## START DATASET ENTRIES

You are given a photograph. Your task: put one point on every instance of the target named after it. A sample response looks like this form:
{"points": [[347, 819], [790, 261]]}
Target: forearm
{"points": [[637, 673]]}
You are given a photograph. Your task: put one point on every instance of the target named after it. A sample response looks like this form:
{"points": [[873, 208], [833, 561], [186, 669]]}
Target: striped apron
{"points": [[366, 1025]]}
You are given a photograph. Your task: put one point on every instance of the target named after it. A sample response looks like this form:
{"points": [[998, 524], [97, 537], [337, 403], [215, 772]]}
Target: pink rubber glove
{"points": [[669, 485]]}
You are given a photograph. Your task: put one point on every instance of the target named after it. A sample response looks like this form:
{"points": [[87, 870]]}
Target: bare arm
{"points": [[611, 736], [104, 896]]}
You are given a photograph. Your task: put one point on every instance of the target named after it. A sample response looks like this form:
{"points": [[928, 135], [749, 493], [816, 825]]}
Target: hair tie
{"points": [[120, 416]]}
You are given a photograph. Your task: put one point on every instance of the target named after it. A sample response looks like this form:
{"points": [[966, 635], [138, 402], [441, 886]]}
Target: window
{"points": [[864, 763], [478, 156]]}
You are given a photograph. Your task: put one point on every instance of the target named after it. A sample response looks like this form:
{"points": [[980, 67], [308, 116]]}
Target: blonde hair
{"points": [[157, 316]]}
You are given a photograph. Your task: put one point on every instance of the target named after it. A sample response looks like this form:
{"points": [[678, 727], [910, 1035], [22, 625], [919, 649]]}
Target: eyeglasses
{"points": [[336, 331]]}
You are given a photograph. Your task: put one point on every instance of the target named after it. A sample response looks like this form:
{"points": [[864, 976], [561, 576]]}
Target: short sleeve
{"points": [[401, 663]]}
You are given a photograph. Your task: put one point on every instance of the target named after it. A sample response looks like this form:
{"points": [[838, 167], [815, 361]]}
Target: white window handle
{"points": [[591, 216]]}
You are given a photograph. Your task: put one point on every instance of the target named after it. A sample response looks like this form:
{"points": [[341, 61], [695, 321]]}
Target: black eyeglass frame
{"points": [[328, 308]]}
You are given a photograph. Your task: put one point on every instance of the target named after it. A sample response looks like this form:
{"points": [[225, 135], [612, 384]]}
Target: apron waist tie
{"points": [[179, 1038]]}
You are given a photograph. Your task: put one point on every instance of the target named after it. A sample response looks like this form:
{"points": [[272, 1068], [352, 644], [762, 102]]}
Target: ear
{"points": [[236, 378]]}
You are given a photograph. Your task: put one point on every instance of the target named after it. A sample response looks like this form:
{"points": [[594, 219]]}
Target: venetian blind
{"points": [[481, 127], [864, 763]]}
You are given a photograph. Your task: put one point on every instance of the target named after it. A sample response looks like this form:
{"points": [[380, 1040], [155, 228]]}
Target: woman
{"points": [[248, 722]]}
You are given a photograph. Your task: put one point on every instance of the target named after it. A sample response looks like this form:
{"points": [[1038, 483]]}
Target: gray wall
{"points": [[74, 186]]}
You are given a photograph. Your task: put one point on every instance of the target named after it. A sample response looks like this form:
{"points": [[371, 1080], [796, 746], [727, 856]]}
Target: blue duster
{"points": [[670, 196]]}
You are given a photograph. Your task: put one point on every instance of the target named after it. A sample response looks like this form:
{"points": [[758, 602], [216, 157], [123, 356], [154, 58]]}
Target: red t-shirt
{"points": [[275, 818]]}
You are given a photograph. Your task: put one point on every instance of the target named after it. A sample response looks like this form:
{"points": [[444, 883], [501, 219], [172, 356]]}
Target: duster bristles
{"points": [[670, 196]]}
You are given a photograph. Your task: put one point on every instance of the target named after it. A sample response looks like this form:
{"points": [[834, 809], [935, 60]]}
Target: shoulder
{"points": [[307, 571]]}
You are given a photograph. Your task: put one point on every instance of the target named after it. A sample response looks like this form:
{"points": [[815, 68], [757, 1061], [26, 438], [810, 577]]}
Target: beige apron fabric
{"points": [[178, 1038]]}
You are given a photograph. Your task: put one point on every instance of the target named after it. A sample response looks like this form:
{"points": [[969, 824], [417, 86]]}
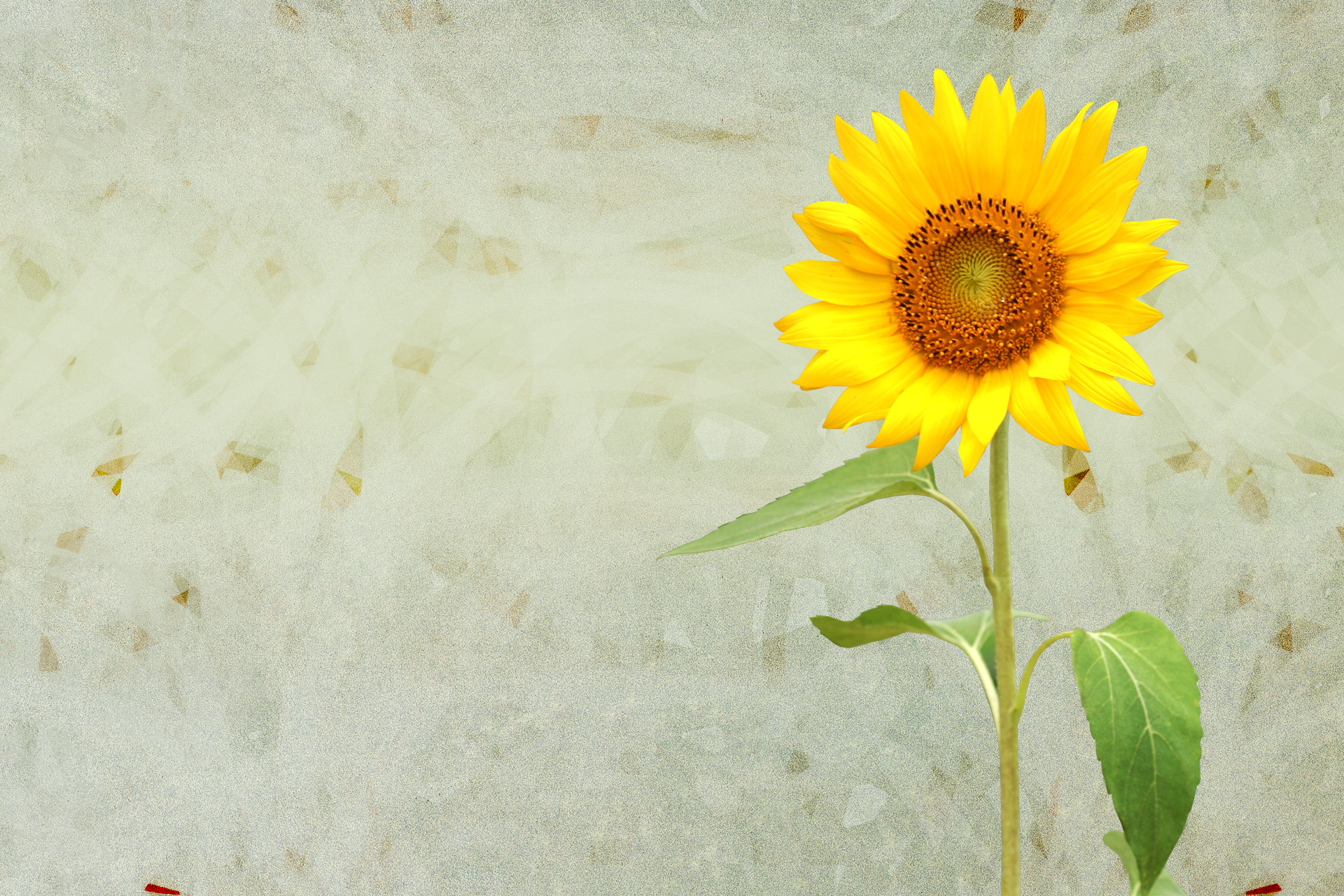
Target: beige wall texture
{"points": [[356, 362]]}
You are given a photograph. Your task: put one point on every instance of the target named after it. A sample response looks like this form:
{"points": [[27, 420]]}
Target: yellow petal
{"points": [[1057, 164], [939, 159], [945, 414], [1072, 202], [907, 412], [839, 284], [1126, 316], [1009, 102], [987, 140], [1096, 227], [1110, 266], [866, 174], [1098, 347], [1027, 407], [1026, 143], [873, 399], [802, 315], [843, 218], [853, 363], [1144, 232], [835, 324], [858, 187], [1101, 390], [1049, 360], [987, 409], [948, 113], [899, 153], [1148, 280], [843, 248], [1089, 152], [1056, 399], [971, 450]]}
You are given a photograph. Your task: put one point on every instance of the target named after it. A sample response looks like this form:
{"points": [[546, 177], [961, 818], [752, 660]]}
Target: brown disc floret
{"points": [[977, 285]]}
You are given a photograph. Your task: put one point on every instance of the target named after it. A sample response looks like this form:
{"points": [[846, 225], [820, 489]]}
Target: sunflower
{"points": [[974, 279]]}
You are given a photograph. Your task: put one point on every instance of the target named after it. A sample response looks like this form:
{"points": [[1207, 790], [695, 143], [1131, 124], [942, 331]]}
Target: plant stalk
{"points": [[1006, 664]]}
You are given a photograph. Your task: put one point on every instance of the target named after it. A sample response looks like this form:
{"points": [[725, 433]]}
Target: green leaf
{"points": [[1142, 699], [974, 634], [881, 473], [1164, 886]]}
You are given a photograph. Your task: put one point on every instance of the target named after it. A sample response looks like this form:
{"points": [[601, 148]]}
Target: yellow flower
{"points": [[974, 279]]}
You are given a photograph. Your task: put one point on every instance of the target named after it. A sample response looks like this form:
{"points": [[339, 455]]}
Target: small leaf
{"points": [[1142, 697], [974, 634], [881, 473], [1164, 886]]}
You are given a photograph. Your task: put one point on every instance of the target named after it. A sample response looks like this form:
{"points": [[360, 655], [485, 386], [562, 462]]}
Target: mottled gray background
{"points": [[409, 336]]}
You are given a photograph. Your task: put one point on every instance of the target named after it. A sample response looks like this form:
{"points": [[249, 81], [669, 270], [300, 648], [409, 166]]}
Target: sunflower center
{"points": [[979, 285]]}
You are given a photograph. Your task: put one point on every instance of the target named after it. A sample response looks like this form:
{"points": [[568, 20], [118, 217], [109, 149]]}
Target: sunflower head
{"points": [[974, 277]]}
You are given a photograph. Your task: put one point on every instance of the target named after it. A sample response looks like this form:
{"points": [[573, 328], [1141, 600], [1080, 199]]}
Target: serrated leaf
{"points": [[1164, 886], [881, 473], [974, 634], [1142, 697]]}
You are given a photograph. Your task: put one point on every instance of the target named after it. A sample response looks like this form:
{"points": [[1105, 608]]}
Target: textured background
{"points": [[356, 362]]}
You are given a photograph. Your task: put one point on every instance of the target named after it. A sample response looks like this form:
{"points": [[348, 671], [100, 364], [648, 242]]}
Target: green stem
{"points": [[1026, 675], [1006, 664]]}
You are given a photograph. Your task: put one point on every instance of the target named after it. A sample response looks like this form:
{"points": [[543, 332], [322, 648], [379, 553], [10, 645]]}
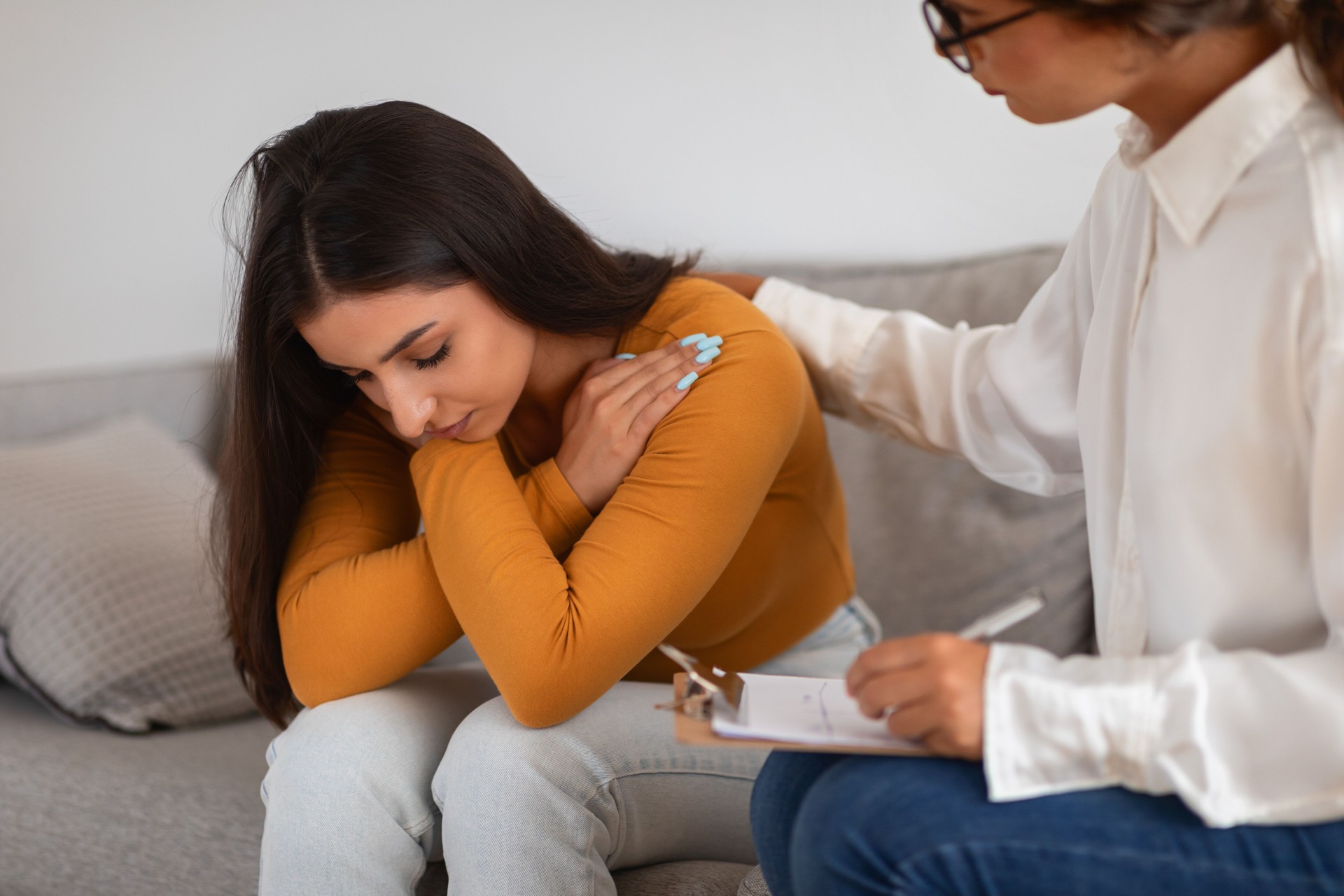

## END DATASET ENTRIES

WHAT THE EXERCISE ASKS: Please show each line of the items above that contains the word "background", copied in full.

COMPLETE RESPONSE:
Target: mottled gray background
Target: textured background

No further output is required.